- Work instructions -
Can you print every record below exactly as written?
** Start of Records for the task **
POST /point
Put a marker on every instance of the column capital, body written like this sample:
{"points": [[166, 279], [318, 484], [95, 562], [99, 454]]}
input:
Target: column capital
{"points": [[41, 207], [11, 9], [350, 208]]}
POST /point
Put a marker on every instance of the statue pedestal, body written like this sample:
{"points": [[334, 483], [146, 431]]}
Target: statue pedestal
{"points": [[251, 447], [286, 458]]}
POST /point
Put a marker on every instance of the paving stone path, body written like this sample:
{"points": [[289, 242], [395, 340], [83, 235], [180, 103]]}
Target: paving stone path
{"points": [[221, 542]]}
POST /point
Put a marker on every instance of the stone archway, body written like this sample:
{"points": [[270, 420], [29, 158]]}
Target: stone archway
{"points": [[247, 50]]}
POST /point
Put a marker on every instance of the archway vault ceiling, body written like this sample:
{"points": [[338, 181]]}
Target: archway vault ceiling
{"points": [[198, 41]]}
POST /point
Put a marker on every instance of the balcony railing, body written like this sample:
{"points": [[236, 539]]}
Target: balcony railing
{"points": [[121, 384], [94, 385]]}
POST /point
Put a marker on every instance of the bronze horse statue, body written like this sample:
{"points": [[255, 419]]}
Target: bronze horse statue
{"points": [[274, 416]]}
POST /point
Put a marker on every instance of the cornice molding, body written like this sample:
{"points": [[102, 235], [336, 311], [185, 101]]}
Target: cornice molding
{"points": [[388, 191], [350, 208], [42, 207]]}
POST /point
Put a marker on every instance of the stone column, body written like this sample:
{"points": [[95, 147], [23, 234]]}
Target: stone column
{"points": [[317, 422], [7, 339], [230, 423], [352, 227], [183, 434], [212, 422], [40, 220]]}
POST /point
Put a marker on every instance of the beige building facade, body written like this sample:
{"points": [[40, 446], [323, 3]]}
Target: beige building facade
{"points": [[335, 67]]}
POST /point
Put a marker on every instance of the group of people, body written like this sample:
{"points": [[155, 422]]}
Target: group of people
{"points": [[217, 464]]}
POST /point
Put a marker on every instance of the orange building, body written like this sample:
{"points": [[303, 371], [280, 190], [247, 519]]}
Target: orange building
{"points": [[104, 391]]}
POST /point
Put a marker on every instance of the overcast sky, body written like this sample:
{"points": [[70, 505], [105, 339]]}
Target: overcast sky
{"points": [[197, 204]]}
** End of Records for the task **
- Finished exercise -
POST /point
Put a marker on every instance of the column capital, body written like this sample:
{"points": [[166, 279], [318, 484], [95, 562], [99, 454]]}
input:
Target: column capital
{"points": [[41, 207], [11, 9], [350, 208]]}
POST /point
Put a marker on every instance of the statue pedestal, body written like this sample:
{"points": [[334, 483], [146, 431]]}
Target: statue pedestal
{"points": [[251, 447], [286, 458]]}
POST /point
Put a marker on every instance of the paving stone path, body written like this sample:
{"points": [[289, 242], [395, 340], [83, 235], [180, 103]]}
Target: paving stone path
{"points": [[221, 542]]}
POST /point
Put a marker on every instance of the stone archway, body written like this sample:
{"points": [[270, 420], [29, 158]]}
Target: stone archway
{"points": [[247, 50]]}
POST /point
Put a marker on every instance of the archway vault ceiling, body written like this sample:
{"points": [[338, 181]]}
Target: archway vault ceiling
{"points": [[198, 41]]}
POST /point
Put a marker on every instance of the balcony railing, body written like this sample:
{"points": [[236, 539]]}
Target: balcony railing
{"points": [[121, 384], [94, 385]]}
POST /point
Put a marker on every instance of the bronze horse statue, body written like this sample:
{"points": [[255, 419]]}
Target: bronze horse statue
{"points": [[274, 416]]}
POST /point
Put a marker on every instance of the cornice molding, body written like this sample:
{"points": [[102, 235], [336, 311], [185, 101]]}
Target: cornice molding
{"points": [[388, 191], [350, 208], [42, 207]]}
POST /point
Put a marker on every instance of the stone column, body written like this sample:
{"points": [[95, 147], [23, 234]]}
Target: stone column
{"points": [[317, 422], [7, 339], [230, 423], [352, 227], [183, 434], [212, 422], [40, 220]]}
POST /point
Put a marker on every instance of the beige building facade, body written like this sample:
{"points": [[40, 446], [323, 3]]}
Target: beige building facade
{"points": [[335, 67]]}
POST /point
Put a marker on every instance of the group of people, body written like this sample:
{"points": [[155, 422]]}
Target: group of people
{"points": [[217, 464]]}
POST /point
Put a marker on every instance of the orange building, body written like this sample:
{"points": [[303, 371], [280, 190], [247, 519]]}
Target: orange building
{"points": [[104, 391]]}
POST /point
Put a marker on every instance of the overcast sky, body written like this sample:
{"points": [[70, 505], [105, 339]]}
Target: overcast sky
{"points": [[197, 204]]}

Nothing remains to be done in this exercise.